■ Listed entries
___
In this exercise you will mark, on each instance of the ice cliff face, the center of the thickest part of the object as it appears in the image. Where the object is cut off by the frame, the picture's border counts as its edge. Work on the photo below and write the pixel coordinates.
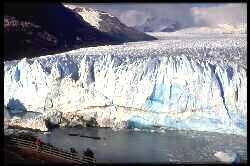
(179, 83)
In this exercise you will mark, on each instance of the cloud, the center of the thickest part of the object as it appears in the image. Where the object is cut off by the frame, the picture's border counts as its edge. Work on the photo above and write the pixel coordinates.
(231, 14)
(189, 15)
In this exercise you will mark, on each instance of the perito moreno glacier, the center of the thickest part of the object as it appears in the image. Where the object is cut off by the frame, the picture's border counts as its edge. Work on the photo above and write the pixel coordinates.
(192, 83)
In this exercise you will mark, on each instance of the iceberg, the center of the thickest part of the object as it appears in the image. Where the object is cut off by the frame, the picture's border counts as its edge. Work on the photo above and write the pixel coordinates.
(191, 83)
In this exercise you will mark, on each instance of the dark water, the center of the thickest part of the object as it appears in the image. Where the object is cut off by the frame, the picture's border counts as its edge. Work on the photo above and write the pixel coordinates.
(144, 146)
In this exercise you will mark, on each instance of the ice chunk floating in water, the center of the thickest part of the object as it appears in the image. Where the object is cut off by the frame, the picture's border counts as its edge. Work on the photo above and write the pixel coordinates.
(193, 84)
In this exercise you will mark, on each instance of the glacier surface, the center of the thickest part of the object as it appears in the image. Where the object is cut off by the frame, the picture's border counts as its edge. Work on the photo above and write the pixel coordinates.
(190, 83)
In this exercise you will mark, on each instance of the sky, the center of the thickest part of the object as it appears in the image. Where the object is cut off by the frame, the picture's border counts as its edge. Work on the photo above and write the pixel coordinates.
(188, 14)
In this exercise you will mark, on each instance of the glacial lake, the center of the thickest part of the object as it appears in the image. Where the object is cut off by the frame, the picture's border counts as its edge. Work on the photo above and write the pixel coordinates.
___
Can you retype every record above exactly, leaving out the pictures?

In this exercise you will mark, on each instance of the ice cliff face, the center of the thickest part of the object as it appears in the image. Where the object is cut off by the frame, the picture's border counts as its edge. Work on the photo below and write the pixel coordinates.
(179, 83)
In this exercise you will mark, on each instance of the cloud, the center of the thickest part of the object as it appears in the image. Where the object is cut off by the frame, the picture's border counts as its edge. Work on the photo above and write the pixel coordinates.
(231, 14)
(189, 15)
In this exercise you will mark, on each instance of the perito moreno glacier, the center of the thickest part of the object as it appears in the image. Where the object is cut off by the frame, the picture's border counts as its edge. Work on the photo above and write the pixel coordinates.
(192, 83)
In this exercise you will mark, on each instance of the iceberg, the center of the thickest part of the object as it appears in the image. Where the object is cut off by the frame, the picture's border counts as its edge. Work on the photo above and write the pixel coordinates.
(191, 83)
In this exercise you will mark, on each instance of the dark water, the center of the thickest part of the object as it appears in the image. Where the object is cut off by the frame, the picture's border counts as its edge. Work on the photo above and write the pixel coordinates.
(144, 146)
In this exercise you will mark, on each instance of the ice chunk floating in water, the center of the thickest part of the object as it appears in the image. Where the object is cut off by the frame, the picture's border counts as its edge. Work on the photo above and write the pixel coordinates.
(193, 84)
In this exercise you will mark, on each instance of the glacier surface, the center of the thickest part of the object as it appears in the image. Where the object is cut off by the frame, the picture's border counts as its edge. Work on the photo above and write the pixel coordinates.
(190, 83)
In this exercise you will mark, on each instance of the sky, the center of the thickest part of the object as it appears in the image. Where the object is cut off by the frame, the picture's border counts as its edge. Work on the photo above and write the pixel coordinates.
(188, 14)
In this exercise you will mark, on each instance of the glacial lake, the center of the thickest part of the object as it appears in the image. Where the object is cut off by the frame, the picture's border counts as its edge. Work on the photo above and write the pixel coordinates.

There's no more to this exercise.